# [Text to read]

Studio album by JONES
- Released: 7 October 2016
- Recorded: 2015–16
- Genre: Alternative pop, soul, R&B, jazz
- Length: 42:00
- Label: 37 Adventures
- Producer: Honne; Rodaidh McDonald; Alex Davies; Raffertie; Josh Record; XO; Ollie Green; Tourist; Tom Skyrme; Digital Farm Animals; Josh Crocker; Oceaan;

JONES chronology
| Indulge EP (2015) | New Skin (2016) |  |

Singles from New Skin
- "Indulge" Released: 17 October 2015; "Hoops" Released: 30 October 2015; "Melt" Released: 14 June 2016; "Wild" Released: 16 September 2016;

= New Skin (Jones album) =

New Skin is the debut studio album written and conducted by alternative pop singer and songwriter JONES. It was released on 7 October 2016 through 37 Adventures Records as the succeeding project to her debut extended play, entitled Indulge. The lead single from the album, entitled "Indulge", was released as a digital download on 17 April 2015 as her debut single. It was done so through her debut extended play which was released on the same day. The song gave her instant success on popular digital streaming platforms Spotify and SoundCloud and was considered as one of the biggest breakthrough internet successes. It was then released officially onto YouTube on 17 October 2015.

# [Entries]
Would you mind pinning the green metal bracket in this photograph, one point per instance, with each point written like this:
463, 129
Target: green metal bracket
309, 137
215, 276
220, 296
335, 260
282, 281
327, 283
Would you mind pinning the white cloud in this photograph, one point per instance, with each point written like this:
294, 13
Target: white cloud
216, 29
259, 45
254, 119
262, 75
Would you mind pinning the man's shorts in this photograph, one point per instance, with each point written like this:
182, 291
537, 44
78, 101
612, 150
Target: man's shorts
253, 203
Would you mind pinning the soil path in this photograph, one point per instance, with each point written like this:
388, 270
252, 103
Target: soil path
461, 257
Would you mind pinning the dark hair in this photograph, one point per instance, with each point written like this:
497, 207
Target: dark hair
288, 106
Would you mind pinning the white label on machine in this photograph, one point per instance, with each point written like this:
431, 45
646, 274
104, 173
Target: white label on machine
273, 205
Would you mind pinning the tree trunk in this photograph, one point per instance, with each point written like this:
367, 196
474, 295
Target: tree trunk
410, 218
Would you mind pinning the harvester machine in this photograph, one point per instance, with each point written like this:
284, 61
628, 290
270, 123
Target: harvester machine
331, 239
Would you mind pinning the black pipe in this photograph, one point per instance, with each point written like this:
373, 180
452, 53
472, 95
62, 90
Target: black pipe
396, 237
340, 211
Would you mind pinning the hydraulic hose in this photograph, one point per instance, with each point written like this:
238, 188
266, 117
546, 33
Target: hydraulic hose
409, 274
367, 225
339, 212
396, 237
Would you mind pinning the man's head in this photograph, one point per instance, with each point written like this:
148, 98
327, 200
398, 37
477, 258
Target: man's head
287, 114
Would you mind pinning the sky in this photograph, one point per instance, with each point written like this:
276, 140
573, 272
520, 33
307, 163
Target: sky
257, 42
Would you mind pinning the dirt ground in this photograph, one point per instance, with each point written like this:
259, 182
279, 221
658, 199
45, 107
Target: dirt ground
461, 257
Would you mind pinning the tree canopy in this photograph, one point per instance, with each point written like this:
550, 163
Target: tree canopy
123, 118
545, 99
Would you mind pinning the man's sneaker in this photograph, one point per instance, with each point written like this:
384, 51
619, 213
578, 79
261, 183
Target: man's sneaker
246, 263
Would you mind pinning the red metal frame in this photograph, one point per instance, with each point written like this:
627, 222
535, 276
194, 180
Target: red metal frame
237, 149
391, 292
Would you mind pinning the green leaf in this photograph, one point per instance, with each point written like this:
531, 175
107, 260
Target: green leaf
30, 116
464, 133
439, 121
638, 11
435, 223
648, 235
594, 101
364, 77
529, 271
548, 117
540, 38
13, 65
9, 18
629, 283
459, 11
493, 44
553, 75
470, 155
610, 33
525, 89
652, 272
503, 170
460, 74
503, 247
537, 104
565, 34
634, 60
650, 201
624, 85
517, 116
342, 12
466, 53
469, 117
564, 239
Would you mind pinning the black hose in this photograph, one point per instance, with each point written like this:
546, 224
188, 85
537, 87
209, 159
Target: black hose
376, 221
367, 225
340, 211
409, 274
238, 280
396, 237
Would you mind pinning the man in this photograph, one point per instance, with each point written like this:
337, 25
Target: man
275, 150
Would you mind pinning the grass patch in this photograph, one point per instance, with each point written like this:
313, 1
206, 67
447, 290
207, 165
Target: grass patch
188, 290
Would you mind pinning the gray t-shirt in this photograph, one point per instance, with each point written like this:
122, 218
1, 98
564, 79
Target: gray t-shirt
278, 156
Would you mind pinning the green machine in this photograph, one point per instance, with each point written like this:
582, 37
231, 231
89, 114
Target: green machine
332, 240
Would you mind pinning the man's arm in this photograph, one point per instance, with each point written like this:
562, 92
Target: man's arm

# [Problem statement]
Answer these questions from the New Skin text.
(a) What is the album's running length?
(b) Which single came out on 14 June 2016?
(c) What is the title of the extended play that New Skin followed?

# [Full solution]
(a) 42:00
(b) "Melt"
(c) Indulge